▶ _Exercise brief_: Return all of the following entries as written, but without the images.

Excerpted data section start

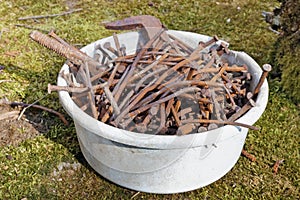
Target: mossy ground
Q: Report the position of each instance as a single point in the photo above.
(29, 169)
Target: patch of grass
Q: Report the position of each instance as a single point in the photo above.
(27, 170)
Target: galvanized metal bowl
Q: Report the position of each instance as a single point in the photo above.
(158, 163)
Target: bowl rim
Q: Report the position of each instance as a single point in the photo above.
(163, 141)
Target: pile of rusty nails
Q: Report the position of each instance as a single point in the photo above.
(166, 87)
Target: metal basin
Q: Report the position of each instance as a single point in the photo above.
(157, 163)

Excerpted data section end

▶ _Worked solution_:
Target: mossy ground
Q: Report the position of each instance as a single point in the photo above.
(29, 169)
Target: patch of grass
Q: Report the position of each instance as a single point in the photo above.
(27, 170)
Target: galvanized metal bowl
Q: Report the position of each instance as a single point in the photo above.
(158, 163)
Target: bowl rim
Q: Report the position of each instance as a single point in the photo above.
(163, 141)
Target: pile of rusty nails
Q: Report the position of each instance as a single point in the photo above.
(166, 87)
Target: metal basin
Q: Report the position of each instance as a single point in the photo above.
(157, 163)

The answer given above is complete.